§ Aim
Please revise the data below so that every "Target" becomes "Label", keeping everything else the same.

§ Record list
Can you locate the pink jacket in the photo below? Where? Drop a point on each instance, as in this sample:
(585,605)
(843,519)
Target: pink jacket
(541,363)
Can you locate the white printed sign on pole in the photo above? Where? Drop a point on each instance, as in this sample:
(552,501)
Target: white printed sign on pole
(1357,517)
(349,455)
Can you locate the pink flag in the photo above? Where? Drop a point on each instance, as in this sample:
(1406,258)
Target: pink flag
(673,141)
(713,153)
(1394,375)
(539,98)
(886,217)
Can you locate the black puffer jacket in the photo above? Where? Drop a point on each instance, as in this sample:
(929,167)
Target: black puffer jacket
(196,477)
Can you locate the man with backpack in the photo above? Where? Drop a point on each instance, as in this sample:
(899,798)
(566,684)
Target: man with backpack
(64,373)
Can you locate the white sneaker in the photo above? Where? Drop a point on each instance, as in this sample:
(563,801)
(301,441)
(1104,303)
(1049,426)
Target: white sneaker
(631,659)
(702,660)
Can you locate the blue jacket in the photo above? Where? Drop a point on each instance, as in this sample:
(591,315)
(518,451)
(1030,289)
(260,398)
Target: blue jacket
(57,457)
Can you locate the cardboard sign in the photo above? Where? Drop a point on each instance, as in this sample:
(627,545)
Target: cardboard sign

§ Output of the task
Can you locate the pink jacket in the photo below? Where? Drop a point on each instance, as in this sample:
(585,605)
(843,519)
Label: pink jacket
(541,363)
Can you locate the white printed sign on pole in the photo above? Where? Drop a point on each instance, as in this sample:
(552,501)
Label: white printed sign on pole
(1357,517)
(349,455)
Can you locate the pink flag in the photo above? Where? Drop a point on each instance, as in this sample:
(1406,258)
Label: pink flag
(673,141)
(713,153)
(1394,375)
(539,98)
(886,217)
Can you locate the black puffer jacket in the photo above? Where? Drop a point on each instance, as in this sample:
(929,167)
Label: black puffer jacket
(196,477)
Can you locate the man with backpack in the photo above? Where? Drop a point on each instance, as in this sample:
(899,798)
(566,684)
Label: man with backpack
(64,373)
Can you locate the white sneaker in the photo above? Where? Drop a point on each instance, as in this sample:
(563,801)
(301,441)
(1104,303)
(1049,426)
Label: white sneaker
(631,659)
(702,660)
Can you locate the blue jacket in the photo above? Where? Drop a point on each instance, as in this sample:
(591,315)
(518,451)
(1030,289)
(260,398)
Label: blue jacket
(57,457)
Can you locate the cardboard sign in the photo above? Where? Drop a point on each instance, as in this sample:
(627,545)
Label: cardboard sign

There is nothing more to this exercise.